### Data provided
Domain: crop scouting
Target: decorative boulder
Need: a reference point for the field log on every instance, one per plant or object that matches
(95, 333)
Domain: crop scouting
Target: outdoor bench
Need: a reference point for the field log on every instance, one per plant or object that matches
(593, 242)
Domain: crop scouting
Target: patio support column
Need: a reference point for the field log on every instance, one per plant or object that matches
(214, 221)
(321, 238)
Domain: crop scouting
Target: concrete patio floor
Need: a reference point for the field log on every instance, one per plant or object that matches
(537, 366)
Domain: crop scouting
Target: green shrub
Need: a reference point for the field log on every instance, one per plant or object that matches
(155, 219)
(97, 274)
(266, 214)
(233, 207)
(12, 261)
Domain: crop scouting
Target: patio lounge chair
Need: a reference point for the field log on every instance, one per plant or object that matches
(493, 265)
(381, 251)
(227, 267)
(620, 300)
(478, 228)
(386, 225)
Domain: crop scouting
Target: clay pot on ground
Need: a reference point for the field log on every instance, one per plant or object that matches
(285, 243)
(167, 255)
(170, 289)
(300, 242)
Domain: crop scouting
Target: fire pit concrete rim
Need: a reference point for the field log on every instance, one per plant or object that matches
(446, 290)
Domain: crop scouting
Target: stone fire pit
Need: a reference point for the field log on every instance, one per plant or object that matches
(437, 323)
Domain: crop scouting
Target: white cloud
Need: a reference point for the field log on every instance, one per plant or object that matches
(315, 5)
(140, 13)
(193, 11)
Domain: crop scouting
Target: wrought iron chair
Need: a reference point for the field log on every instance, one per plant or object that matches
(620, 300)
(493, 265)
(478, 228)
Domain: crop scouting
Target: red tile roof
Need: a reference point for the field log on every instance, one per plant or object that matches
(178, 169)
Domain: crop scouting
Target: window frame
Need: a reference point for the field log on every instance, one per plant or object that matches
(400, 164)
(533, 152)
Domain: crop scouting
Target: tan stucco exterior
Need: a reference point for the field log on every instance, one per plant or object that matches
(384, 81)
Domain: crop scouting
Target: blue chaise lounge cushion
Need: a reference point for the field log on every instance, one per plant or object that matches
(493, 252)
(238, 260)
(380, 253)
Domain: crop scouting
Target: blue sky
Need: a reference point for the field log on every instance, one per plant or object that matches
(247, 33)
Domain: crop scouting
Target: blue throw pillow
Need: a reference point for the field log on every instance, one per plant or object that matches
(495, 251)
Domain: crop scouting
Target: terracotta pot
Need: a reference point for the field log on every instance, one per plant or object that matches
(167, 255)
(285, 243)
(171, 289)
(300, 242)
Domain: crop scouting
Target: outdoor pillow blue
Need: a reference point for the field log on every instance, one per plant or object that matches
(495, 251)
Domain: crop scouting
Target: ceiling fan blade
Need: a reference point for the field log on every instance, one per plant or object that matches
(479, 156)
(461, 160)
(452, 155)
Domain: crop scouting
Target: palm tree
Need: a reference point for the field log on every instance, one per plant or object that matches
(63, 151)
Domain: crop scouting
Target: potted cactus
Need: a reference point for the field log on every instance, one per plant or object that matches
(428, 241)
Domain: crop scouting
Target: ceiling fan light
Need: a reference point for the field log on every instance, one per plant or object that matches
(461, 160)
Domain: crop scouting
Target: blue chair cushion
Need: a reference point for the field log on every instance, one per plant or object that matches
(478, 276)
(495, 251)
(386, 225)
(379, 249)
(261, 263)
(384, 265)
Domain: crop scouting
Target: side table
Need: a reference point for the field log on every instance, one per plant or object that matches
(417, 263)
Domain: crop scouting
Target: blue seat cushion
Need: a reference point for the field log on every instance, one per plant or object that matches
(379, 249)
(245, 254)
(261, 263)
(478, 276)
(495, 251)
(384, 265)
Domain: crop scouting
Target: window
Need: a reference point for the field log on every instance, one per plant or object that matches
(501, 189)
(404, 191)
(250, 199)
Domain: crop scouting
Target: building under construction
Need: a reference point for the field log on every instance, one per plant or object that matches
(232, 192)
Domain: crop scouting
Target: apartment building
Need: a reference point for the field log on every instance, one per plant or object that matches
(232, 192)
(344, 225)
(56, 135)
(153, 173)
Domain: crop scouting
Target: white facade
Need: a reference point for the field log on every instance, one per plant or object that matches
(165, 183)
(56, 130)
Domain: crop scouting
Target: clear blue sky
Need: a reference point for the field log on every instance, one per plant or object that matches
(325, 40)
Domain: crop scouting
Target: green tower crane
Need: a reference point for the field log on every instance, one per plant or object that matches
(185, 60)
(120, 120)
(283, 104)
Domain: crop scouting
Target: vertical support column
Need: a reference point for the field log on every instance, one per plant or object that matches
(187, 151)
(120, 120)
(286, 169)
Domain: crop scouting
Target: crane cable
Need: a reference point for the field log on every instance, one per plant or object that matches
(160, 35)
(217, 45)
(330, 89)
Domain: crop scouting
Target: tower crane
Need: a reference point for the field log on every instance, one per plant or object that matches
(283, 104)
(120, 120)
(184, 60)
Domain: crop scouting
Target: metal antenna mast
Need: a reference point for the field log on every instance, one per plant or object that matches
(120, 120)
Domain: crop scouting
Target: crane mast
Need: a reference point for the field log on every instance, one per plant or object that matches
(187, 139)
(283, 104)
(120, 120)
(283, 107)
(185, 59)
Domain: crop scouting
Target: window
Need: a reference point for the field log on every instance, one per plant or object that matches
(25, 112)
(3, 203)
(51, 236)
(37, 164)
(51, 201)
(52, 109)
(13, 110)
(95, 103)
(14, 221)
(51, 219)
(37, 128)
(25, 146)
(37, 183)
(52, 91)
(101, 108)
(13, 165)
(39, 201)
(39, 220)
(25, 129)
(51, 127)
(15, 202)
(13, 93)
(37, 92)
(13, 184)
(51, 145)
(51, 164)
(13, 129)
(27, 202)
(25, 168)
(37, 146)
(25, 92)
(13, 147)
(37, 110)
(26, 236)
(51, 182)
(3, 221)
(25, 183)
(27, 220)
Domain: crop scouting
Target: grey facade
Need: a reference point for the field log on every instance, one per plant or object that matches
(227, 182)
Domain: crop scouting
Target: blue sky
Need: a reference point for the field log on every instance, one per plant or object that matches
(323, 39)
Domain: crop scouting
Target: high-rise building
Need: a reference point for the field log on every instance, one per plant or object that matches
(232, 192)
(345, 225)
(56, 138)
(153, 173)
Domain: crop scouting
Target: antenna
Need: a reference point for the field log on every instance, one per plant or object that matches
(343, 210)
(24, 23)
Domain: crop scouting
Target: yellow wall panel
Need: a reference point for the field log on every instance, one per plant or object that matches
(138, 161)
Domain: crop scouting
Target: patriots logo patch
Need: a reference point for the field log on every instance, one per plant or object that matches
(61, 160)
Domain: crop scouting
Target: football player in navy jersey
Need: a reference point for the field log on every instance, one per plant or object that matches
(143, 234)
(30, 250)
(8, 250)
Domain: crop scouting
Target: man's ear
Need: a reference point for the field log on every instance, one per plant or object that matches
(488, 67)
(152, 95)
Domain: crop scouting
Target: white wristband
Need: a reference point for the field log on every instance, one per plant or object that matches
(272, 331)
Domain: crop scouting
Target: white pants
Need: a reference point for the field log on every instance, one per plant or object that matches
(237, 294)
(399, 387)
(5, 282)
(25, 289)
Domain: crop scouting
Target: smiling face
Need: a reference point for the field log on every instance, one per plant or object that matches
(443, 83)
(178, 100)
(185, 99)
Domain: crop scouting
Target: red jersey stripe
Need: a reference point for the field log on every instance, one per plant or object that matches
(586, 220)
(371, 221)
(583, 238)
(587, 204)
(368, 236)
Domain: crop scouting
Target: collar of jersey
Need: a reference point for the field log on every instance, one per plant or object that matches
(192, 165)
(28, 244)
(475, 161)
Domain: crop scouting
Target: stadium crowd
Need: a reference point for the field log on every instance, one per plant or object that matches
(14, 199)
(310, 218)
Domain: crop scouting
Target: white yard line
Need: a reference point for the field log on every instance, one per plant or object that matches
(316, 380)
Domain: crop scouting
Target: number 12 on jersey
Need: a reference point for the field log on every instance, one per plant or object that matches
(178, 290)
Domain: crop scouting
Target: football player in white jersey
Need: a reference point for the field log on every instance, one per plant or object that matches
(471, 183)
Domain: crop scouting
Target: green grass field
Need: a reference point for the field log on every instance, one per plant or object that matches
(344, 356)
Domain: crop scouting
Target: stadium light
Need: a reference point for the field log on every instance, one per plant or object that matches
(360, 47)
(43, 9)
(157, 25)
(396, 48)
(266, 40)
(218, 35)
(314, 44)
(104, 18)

### Work instructions
Please state how many lines in the material above contain the string "cushion", treating uppercase and lowercase as different, and reply with the number alone.

### Worked answer
3